DATA PROVIDED:
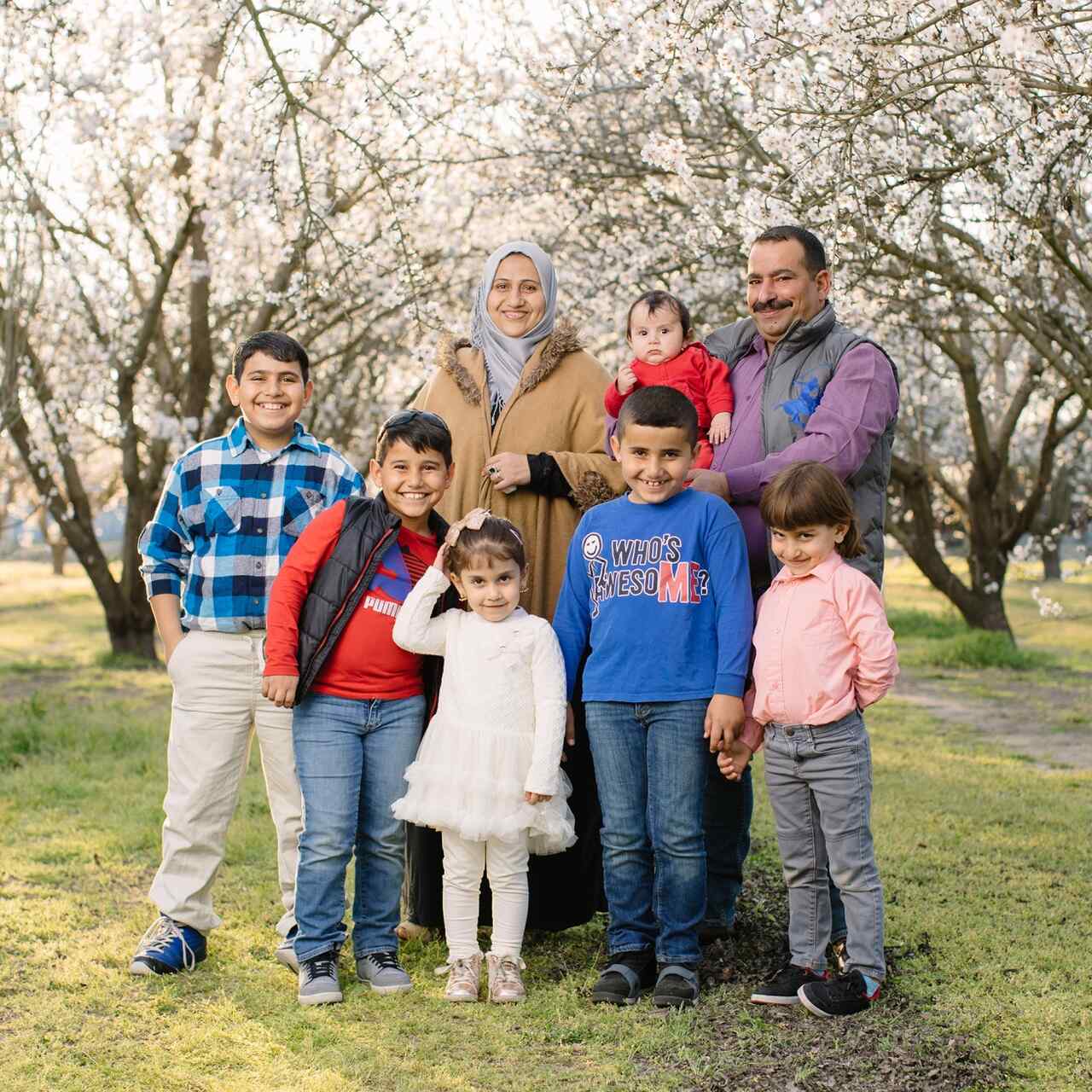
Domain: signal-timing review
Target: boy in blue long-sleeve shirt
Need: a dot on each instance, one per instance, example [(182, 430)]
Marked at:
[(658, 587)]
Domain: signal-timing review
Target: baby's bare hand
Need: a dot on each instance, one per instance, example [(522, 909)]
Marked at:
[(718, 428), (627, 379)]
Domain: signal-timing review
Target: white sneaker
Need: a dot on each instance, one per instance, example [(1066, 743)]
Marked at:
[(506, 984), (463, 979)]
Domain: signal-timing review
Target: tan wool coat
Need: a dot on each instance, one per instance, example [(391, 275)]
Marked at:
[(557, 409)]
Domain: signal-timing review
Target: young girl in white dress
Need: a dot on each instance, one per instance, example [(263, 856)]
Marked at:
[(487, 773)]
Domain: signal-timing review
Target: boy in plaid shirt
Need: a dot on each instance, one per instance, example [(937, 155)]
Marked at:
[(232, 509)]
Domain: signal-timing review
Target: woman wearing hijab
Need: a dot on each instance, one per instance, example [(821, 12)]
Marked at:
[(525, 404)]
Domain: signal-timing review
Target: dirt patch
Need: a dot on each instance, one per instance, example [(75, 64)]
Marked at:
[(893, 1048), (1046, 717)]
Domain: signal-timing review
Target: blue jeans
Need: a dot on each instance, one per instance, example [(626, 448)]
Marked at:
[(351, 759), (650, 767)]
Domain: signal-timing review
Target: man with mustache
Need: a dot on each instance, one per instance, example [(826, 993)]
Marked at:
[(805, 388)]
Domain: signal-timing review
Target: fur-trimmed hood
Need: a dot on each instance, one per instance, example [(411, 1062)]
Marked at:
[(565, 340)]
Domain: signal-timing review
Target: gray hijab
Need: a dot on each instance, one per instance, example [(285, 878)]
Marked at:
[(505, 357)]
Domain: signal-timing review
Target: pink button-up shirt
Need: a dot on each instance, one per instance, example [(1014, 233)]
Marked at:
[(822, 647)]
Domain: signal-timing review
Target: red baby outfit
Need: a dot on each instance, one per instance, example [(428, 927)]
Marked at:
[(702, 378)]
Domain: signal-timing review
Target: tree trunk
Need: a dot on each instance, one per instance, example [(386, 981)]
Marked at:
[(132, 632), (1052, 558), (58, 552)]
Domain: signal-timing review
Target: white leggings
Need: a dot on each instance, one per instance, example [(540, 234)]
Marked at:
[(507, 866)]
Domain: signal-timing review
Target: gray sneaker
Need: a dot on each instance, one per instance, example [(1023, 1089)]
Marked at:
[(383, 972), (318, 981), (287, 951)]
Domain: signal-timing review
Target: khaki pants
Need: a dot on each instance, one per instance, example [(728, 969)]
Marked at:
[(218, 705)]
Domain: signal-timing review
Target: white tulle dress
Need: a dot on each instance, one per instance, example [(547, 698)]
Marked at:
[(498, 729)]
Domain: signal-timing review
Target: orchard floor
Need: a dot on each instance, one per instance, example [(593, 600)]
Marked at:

...

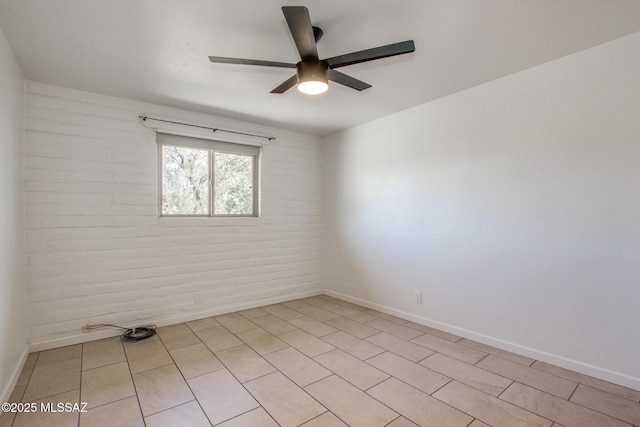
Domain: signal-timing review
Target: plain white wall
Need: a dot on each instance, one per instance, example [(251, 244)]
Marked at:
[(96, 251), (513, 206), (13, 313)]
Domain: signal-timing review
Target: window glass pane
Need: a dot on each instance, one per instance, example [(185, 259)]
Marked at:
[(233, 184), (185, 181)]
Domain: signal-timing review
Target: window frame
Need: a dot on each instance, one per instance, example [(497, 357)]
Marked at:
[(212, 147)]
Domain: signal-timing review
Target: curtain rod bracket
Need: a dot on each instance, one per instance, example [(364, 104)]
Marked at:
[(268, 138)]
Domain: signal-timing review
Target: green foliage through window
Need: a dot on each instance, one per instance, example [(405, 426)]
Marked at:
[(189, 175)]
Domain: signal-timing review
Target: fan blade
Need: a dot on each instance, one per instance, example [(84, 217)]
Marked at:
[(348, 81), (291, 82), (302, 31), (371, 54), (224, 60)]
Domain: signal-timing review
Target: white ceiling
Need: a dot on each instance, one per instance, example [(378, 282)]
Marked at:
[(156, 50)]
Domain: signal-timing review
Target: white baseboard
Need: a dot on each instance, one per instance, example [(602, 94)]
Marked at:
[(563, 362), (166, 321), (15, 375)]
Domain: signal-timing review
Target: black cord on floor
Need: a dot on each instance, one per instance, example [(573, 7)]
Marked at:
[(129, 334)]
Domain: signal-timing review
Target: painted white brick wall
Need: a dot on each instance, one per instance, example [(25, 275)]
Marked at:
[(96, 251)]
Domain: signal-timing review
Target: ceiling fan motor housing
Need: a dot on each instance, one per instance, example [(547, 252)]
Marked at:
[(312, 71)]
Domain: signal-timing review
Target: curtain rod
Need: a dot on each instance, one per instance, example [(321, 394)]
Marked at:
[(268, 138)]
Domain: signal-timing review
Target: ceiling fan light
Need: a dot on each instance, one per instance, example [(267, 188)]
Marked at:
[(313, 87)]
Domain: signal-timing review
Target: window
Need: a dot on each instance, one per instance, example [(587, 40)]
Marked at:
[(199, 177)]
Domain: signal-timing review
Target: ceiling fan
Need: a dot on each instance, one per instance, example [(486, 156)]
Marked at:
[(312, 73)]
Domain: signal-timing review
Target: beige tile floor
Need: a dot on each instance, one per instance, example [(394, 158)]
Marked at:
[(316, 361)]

WHAT YOU WILL DO:
The lines that contain the word "hijab" are wanted; copy each of them from the records.

COMPLETED EXERCISE:
Target: woman wearing hijab
Target: gray hijab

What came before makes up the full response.